**Exercise description**
Copy the lines below word for word, omitting the pictures.

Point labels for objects
------------------------------------------------
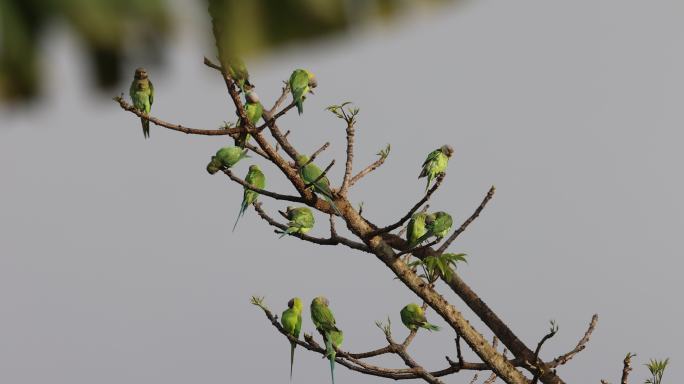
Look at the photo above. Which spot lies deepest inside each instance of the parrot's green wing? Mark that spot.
(303, 218)
(312, 174)
(151, 97)
(323, 318)
(441, 225)
(256, 178)
(299, 86)
(416, 228)
(432, 156)
(334, 340)
(254, 112)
------------------------------------------------
**Answer in full**
Look at the photo above. Which spot lies deepest inside each instance of the parrot's green wing? Mark that spot.
(303, 218)
(312, 174)
(151, 97)
(323, 318)
(441, 225)
(256, 178)
(299, 86)
(416, 228)
(432, 156)
(334, 340)
(254, 112)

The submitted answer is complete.